## Work to complete
Can you rewrite the entries below, starting at the line containing "Acting as a detector, search for bee's antenna." and ending at the line containing "[91,115,264,215]", keeping every line in that span but shifting each coordinate up by 14?

--- START OF Record list ---

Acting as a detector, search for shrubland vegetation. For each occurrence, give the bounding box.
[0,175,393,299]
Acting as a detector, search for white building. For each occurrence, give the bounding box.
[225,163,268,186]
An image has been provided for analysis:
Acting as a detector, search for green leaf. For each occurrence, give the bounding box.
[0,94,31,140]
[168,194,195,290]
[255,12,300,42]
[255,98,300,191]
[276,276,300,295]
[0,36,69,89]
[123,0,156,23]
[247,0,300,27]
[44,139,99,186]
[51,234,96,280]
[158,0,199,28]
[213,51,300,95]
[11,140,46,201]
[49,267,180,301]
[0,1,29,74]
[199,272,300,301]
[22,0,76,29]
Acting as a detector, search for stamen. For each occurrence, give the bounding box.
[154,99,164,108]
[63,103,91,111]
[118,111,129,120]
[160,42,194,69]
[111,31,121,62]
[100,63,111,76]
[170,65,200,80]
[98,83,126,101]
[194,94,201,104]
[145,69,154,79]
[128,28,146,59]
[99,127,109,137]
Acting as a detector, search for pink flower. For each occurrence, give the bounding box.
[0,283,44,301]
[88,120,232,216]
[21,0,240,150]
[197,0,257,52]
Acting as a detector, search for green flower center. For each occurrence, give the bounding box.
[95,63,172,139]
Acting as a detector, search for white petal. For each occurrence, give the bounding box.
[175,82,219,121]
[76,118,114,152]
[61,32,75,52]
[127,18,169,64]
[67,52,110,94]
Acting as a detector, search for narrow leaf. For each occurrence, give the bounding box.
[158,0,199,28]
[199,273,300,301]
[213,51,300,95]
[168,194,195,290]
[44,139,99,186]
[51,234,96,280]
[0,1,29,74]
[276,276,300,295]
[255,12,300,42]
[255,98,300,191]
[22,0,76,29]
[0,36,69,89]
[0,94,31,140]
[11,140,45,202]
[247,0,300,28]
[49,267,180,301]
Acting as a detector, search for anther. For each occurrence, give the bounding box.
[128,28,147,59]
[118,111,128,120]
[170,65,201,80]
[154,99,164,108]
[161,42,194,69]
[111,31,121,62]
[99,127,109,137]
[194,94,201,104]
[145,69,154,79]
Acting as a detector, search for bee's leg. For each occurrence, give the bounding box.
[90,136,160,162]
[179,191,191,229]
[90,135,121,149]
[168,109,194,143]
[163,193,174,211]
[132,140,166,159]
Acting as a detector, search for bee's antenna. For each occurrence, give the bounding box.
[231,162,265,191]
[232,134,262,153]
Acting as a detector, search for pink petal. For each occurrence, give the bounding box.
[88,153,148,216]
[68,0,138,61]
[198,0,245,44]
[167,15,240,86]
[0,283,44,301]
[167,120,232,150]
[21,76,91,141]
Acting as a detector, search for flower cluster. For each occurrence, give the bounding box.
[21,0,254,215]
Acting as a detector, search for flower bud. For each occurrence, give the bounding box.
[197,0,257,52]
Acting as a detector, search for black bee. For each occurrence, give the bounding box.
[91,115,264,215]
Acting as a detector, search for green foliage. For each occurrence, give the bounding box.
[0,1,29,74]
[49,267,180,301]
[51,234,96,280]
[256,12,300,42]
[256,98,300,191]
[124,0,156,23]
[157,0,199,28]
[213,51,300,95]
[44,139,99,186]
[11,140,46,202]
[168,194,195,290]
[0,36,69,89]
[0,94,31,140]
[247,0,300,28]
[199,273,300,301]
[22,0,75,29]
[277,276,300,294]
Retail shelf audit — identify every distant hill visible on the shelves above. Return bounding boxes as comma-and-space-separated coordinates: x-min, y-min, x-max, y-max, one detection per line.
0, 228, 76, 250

--- END OF Record list ---

## Reply to the task
Acting as a detector, search for bee's antenna. For each occurrence, give the bounding box.
[245,176,279,205]
[246,148,276,167]
Acting as a detector, search for pink petal. For each occurrence, give the bounding box.
[102,167,162,230]
[82,14,152,75]
[212,14,259,58]
[181,29,254,100]
[14,297,58,315]
[181,134,246,164]
[35,90,105,155]
Acting as a detector, search for flower cluster. For each occurrence, give the bounding box.
[35,14,268,229]
Acting as a detector, search for flower bud. For each occurrence, give the bounding box.
[211,14,271,66]
Acting as a detector, search for black bee. For each occurrence, give the bounding box.
[105,129,278,229]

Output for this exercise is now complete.